[Given request] Your task is to print every entry below exactly as given.

>> start Extracted entries

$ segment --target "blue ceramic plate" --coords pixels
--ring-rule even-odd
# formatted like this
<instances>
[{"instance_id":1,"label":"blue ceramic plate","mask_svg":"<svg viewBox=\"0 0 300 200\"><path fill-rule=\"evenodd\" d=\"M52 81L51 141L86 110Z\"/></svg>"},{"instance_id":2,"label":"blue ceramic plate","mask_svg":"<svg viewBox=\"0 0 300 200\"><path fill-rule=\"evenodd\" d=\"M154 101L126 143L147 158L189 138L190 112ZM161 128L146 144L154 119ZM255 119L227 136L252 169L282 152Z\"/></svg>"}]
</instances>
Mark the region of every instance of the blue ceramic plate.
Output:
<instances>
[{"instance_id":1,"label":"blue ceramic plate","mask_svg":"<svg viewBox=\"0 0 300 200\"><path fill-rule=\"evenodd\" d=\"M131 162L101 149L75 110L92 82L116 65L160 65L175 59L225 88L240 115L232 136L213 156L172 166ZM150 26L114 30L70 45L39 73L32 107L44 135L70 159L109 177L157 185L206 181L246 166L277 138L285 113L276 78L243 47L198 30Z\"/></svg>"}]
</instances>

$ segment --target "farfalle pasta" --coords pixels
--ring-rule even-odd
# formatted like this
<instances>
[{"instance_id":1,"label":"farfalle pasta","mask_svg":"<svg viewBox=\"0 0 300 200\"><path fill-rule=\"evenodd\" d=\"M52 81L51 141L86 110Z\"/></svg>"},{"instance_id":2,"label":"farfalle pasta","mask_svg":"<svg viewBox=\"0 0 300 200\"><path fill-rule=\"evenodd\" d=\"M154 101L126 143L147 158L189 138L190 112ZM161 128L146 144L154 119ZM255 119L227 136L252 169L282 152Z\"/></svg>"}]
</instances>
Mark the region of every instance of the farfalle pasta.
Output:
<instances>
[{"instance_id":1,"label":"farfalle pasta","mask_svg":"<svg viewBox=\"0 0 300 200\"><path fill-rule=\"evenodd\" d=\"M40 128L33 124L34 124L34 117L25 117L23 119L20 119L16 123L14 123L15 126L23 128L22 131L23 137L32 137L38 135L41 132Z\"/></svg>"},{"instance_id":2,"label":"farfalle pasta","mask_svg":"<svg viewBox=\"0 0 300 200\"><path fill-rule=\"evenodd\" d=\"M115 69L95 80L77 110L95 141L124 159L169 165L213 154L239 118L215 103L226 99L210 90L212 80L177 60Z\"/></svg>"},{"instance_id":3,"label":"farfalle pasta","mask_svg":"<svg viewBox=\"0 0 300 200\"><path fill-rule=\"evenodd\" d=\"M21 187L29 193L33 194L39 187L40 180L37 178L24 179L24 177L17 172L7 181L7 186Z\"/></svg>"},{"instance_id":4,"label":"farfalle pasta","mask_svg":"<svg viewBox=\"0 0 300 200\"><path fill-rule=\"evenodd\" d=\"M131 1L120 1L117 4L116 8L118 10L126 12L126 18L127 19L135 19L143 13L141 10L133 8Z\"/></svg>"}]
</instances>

>> end Extracted entries

[Expected answer]
$ segment --target "blue ceramic plate" --coords pixels
--ring-rule even-odd
# formatted like this
<instances>
[{"instance_id":1,"label":"blue ceramic plate","mask_svg":"<svg viewBox=\"0 0 300 200\"><path fill-rule=\"evenodd\" d=\"M52 81L51 141L86 110Z\"/></svg>"},{"instance_id":2,"label":"blue ceramic plate","mask_svg":"<svg viewBox=\"0 0 300 200\"><path fill-rule=\"evenodd\" d=\"M154 101L126 143L147 158L189 138L190 112ZM161 128L146 144L154 119ZM255 119L227 136L252 169L282 152Z\"/></svg>"}]
</instances>
Mark the region of every instance of the blue ceramic plate.
Output:
<instances>
[{"instance_id":1,"label":"blue ceramic plate","mask_svg":"<svg viewBox=\"0 0 300 200\"><path fill-rule=\"evenodd\" d=\"M131 162L101 149L75 110L92 82L116 65L160 65L175 59L225 88L240 115L232 136L213 156L172 166ZM150 26L114 30L70 45L39 73L32 107L44 135L70 159L109 177L157 185L206 181L246 166L277 138L285 113L276 78L243 47L198 30Z\"/></svg>"}]
</instances>

$ segment --target "farfalle pasta" --coords pixels
--ring-rule even-odd
# formatted like this
<instances>
[{"instance_id":1,"label":"farfalle pasta","mask_svg":"<svg viewBox=\"0 0 300 200\"><path fill-rule=\"evenodd\" d=\"M52 81L51 141L86 110Z\"/></svg>"},{"instance_id":2,"label":"farfalle pasta","mask_svg":"<svg viewBox=\"0 0 300 200\"><path fill-rule=\"evenodd\" d=\"M154 101L126 143L147 158L189 138L190 112ZM161 128L146 144L154 119ZM255 119L227 136L252 169L282 152Z\"/></svg>"}]
</instances>
Mark the region of every instance of the farfalle pasta.
Output:
<instances>
[{"instance_id":1,"label":"farfalle pasta","mask_svg":"<svg viewBox=\"0 0 300 200\"><path fill-rule=\"evenodd\" d=\"M40 128L33 124L34 124L34 117L25 117L23 119L20 119L16 123L14 123L15 126L23 128L22 131L23 137L32 137L38 135L41 132Z\"/></svg>"},{"instance_id":2,"label":"farfalle pasta","mask_svg":"<svg viewBox=\"0 0 300 200\"><path fill-rule=\"evenodd\" d=\"M115 69L95 80L77 110L95 141L124 159L169 165L213 154L239 118L215 103L226 99L210 90L212 80L177 60Z\"/></svg>"},{"instance_id":3,"label":"farfalle pasta","mask_svg":"<svg viewBox=\"0 0 300 200\"><path fill-rule=\"evenodd\" d=\"M21 187L29 193L33 194L39 187L40 180L37 178L24 179L24 177L17 172L7 181L7 186Z\"/></svg>"},{"instance_id":4,"label":"farfalle pasta","mask_svg":"<svg viewBox=\"0 0 300 200\"><path fill-rule=\"evenodd\" d=\"M131 1L120 1L117 4L116 8L118 10L126 12L126 18L127 19L135 19L143 13L141 10L133 8Z\"/></svg>"}]
</instances>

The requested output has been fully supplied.